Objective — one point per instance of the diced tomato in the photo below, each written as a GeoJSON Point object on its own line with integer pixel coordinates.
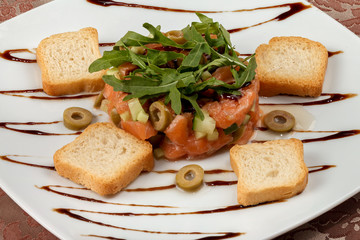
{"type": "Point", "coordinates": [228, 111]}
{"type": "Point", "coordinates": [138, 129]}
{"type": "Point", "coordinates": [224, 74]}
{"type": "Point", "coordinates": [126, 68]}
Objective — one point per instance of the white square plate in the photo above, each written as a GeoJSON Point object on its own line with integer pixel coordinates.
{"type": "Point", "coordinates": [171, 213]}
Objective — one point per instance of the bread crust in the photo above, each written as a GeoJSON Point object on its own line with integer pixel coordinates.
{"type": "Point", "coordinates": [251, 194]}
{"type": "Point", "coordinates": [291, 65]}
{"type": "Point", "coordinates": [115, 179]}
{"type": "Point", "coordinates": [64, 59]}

...

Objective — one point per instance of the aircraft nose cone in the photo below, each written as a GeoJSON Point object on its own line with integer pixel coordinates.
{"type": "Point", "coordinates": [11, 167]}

-- EXERCISE BRIEF --
How many lines in the records above contain the word "instance"? Reply with the number alone.

-- EXERCISE RESPONSE --
4